RECORD SET

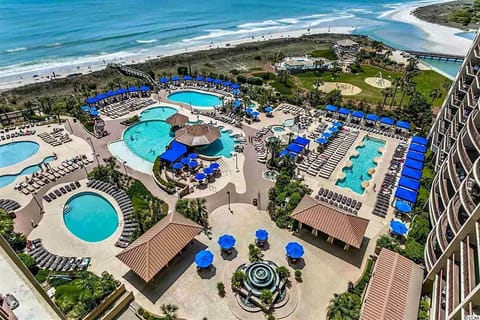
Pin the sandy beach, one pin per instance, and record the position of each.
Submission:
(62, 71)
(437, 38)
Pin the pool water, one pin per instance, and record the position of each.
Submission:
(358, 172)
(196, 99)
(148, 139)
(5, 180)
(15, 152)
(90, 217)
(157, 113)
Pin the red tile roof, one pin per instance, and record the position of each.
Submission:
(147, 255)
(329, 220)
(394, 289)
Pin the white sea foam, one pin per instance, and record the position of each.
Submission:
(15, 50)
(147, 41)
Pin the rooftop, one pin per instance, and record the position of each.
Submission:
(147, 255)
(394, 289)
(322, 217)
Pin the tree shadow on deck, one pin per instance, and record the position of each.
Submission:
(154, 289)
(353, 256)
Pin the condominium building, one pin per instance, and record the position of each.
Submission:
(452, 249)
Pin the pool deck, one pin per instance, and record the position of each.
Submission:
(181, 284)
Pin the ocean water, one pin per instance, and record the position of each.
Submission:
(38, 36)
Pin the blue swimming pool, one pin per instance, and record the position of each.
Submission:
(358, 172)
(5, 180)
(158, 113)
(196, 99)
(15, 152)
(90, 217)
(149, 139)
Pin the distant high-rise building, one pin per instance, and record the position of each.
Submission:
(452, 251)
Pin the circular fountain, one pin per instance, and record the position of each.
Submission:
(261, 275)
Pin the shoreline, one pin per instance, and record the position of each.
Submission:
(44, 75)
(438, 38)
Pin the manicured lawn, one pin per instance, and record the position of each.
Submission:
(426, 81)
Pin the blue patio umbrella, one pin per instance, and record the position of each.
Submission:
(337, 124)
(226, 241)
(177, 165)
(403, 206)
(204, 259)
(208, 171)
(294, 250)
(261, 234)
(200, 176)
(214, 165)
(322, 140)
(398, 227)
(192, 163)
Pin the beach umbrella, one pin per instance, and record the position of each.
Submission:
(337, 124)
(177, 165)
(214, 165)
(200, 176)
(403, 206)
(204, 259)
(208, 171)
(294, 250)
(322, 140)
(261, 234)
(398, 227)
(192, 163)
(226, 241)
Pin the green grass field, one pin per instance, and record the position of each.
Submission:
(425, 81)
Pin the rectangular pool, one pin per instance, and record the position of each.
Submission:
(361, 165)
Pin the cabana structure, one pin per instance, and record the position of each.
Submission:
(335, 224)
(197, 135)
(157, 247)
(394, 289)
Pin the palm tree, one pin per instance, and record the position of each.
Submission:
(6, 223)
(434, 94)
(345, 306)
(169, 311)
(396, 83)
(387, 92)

---

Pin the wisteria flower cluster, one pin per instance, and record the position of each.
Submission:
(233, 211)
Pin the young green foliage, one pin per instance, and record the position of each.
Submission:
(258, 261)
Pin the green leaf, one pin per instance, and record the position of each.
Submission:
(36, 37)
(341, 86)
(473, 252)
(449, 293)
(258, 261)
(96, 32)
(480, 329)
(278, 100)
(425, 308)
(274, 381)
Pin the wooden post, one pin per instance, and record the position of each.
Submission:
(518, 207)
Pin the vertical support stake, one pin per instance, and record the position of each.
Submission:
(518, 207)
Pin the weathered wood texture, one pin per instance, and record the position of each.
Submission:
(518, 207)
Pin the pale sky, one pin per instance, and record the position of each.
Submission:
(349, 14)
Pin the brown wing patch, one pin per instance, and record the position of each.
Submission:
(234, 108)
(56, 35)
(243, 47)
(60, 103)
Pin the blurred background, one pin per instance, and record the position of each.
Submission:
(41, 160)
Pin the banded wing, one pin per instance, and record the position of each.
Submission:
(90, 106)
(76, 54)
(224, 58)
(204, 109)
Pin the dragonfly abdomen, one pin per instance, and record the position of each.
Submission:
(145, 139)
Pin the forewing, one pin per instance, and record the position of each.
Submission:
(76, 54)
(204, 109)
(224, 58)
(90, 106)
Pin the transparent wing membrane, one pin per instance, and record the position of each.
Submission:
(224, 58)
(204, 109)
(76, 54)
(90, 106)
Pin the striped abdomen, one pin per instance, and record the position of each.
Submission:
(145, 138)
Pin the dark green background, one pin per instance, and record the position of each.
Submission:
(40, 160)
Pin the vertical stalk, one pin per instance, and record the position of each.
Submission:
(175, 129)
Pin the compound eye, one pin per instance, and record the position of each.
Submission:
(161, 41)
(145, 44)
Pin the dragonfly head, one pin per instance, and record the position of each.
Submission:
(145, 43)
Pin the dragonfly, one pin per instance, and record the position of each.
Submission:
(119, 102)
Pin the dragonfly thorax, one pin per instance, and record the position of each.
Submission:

WHAT THE EXERCISE ASKS
Which lines run from the one holding "Pin the sandy" through the one holding "Pin the blue swimming" in the records above? Repeat them exactly, both included, and nothing more.

ANSWER BOX
Pin the sandy beach, one pin per instance, and record the position of each.
Submission:
(62, 71)
(437, 38)
Pin the pool water, one pin per instance, and record the position of each.
Submission:
(358, 172)
(196, 99)
(148, 139)
(5, 180)
(15, 152)
(90, 217)
(157, 113)
Pin the red tile roof, one pin per instance, and record the position of each.
Submission:
(147, 255)
(329, 220)
(394, 289)
Pin the white sea foam, one pin per instance, and record the position of each.
Submission:
(15, 50)
(147, 41)
Pin the rooftop, one pin per instance, and record the position of each.
Submission:
(147, 255)
(394, 289)
(322, 217)
Pin the tree shadow on deck, one pin per instance, and record the position of each.
Submission:
(154, 289)
(353, 256)
Pin the condominium building, one pin per instance, and record the position of each.
Submission:
(452, 249)
Pin the pool deck, one pin per instance, and record the position of each.
Submission:
(181, 284)
Pin the ocean water, one pin per instance, and record the position of each.
Submission:
(38, 36)
Pin the blue swimming pool, one pin per instance, and record the position of each.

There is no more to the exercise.